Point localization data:

* * *

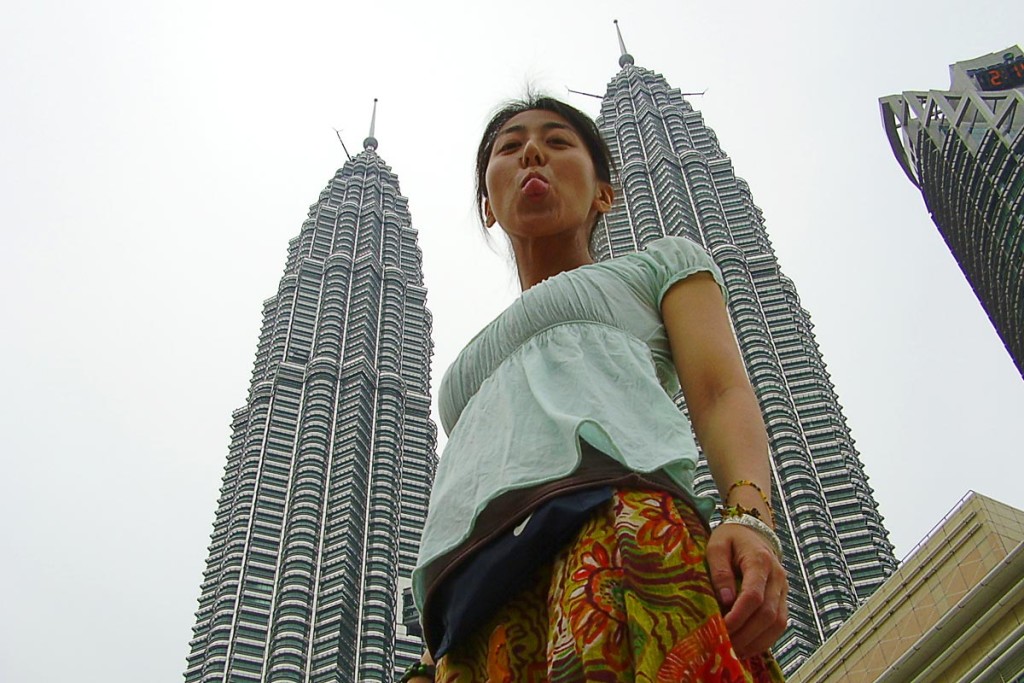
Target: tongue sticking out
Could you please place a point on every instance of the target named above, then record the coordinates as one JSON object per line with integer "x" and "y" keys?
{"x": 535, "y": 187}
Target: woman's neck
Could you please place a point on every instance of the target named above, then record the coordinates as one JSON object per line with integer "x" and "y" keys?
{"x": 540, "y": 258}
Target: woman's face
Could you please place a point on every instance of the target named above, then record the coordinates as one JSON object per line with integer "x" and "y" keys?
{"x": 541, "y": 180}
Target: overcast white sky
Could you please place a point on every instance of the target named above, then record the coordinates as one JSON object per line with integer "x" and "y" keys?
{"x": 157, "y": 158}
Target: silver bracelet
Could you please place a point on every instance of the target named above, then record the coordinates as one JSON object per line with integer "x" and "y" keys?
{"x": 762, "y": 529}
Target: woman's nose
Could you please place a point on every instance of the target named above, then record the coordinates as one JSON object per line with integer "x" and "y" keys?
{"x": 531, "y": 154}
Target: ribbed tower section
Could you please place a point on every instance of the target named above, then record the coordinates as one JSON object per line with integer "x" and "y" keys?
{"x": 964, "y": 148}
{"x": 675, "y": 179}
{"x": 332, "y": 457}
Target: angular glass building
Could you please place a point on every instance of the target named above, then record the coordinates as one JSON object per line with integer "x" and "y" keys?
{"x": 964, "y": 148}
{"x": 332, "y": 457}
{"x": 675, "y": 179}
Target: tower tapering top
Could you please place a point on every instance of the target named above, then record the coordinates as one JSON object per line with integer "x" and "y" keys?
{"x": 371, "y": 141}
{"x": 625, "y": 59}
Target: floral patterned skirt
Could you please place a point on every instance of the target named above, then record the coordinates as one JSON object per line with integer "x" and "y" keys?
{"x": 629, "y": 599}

* * *

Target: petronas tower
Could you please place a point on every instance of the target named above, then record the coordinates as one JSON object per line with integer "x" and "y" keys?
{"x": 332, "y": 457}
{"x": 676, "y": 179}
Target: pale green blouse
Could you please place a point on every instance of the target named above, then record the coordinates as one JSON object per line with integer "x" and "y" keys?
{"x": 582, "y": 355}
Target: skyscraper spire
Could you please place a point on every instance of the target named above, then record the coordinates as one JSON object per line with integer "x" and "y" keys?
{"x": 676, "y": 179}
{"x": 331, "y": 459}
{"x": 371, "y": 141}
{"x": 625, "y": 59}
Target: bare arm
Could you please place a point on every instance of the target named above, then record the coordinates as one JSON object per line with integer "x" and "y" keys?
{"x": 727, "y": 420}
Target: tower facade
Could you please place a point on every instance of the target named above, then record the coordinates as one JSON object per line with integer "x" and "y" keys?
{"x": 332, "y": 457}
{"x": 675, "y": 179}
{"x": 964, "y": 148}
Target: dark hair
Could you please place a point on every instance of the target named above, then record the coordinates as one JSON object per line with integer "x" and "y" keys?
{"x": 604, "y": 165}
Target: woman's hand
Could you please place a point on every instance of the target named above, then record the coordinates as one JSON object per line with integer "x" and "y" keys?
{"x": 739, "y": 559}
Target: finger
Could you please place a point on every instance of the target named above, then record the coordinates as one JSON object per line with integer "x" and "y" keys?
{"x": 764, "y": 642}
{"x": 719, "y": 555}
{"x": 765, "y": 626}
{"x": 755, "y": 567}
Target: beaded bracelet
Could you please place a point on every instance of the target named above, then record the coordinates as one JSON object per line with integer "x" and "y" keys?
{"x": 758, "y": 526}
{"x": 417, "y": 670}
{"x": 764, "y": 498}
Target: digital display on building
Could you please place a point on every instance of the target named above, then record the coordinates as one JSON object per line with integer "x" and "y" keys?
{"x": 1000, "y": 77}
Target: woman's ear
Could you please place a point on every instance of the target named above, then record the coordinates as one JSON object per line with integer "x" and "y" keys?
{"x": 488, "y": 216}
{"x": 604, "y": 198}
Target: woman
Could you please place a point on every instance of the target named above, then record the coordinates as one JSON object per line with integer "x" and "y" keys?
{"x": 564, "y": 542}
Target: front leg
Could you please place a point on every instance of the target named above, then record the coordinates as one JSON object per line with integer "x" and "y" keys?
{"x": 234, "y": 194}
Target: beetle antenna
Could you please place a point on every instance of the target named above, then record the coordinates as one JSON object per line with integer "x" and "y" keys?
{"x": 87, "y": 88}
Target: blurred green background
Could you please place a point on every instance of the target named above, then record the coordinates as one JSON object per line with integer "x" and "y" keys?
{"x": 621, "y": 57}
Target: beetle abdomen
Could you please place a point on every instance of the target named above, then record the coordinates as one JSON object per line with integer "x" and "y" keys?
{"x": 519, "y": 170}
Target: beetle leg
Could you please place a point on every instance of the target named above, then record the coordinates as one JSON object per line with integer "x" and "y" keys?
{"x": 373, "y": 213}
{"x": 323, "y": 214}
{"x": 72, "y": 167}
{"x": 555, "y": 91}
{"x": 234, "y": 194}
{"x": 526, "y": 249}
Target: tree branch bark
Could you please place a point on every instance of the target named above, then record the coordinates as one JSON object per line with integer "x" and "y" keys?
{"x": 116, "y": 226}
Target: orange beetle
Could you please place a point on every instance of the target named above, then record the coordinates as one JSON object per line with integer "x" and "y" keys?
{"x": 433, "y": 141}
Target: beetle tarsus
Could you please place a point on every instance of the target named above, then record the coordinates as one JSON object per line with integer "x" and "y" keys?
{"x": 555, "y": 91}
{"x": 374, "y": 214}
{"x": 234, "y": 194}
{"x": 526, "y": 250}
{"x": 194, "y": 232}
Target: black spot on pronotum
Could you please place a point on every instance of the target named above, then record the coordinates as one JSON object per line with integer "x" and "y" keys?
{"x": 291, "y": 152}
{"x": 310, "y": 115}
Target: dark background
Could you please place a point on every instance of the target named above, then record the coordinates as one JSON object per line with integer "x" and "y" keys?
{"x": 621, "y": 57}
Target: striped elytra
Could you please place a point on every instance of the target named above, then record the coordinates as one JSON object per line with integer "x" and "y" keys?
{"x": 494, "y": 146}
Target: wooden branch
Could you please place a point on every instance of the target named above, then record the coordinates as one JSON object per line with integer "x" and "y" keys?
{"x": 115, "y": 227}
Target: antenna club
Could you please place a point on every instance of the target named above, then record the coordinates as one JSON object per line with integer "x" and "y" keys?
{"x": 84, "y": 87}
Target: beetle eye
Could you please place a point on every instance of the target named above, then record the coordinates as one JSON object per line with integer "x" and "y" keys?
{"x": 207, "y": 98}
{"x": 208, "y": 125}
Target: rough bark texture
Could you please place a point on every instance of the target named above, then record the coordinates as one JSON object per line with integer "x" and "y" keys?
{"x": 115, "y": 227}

* * *

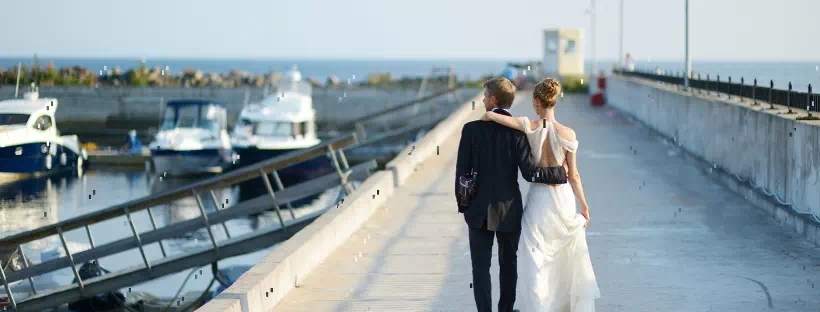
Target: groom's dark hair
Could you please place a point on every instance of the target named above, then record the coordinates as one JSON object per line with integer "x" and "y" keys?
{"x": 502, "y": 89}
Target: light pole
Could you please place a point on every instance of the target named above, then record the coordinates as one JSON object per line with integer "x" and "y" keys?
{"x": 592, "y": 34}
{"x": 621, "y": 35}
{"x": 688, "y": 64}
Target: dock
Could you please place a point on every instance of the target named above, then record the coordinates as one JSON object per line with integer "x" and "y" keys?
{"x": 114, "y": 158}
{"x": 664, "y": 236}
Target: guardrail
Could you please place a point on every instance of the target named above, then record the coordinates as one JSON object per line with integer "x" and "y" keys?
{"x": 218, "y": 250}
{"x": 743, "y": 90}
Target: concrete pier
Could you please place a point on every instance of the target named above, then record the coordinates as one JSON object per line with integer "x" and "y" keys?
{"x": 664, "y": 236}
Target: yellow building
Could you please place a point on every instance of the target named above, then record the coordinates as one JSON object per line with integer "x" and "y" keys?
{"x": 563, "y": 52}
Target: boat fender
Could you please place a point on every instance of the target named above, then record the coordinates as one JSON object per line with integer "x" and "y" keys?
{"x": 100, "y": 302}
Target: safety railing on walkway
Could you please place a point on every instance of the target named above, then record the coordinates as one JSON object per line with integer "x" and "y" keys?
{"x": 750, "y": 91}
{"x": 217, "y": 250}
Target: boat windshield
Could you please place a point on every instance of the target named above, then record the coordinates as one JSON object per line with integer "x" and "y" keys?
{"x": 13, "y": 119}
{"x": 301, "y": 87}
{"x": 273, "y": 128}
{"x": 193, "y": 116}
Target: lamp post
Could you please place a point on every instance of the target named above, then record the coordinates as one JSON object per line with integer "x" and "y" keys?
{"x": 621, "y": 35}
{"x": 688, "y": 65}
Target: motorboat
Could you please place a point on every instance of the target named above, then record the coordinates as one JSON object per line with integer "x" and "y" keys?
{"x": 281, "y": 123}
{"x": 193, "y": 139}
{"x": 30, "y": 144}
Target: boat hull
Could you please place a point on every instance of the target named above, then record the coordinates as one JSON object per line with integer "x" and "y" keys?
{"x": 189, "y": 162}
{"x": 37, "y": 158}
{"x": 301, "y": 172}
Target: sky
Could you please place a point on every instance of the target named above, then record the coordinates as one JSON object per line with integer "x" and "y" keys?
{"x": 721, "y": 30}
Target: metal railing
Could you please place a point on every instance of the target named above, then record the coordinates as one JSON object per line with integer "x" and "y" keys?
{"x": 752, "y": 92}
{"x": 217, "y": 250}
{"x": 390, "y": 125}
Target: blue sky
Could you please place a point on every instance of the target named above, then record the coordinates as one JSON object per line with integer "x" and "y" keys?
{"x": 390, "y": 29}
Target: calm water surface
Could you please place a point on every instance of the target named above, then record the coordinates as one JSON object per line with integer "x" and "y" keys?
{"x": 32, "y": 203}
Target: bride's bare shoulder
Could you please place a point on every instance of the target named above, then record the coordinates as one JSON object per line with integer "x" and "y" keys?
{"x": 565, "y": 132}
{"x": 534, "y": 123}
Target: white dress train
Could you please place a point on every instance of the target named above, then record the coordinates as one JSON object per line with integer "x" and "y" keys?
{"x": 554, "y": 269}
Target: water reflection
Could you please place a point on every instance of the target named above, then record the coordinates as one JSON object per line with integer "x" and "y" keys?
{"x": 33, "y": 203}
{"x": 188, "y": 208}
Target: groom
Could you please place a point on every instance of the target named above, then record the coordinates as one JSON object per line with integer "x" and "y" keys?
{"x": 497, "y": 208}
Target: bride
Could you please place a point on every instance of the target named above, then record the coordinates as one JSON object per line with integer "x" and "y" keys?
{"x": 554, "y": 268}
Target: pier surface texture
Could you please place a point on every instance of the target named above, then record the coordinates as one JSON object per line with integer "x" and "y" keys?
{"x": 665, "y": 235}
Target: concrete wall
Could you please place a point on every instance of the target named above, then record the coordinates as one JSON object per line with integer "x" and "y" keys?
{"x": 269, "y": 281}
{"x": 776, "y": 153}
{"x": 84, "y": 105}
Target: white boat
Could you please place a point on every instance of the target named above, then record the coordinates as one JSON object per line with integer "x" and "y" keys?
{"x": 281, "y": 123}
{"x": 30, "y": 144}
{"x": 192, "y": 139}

* * *

- [The task]
"pier" is the word to look for; copy every line of the data that has it.

- [Result for this task]
Target: concrete pier
Target: pier surface texture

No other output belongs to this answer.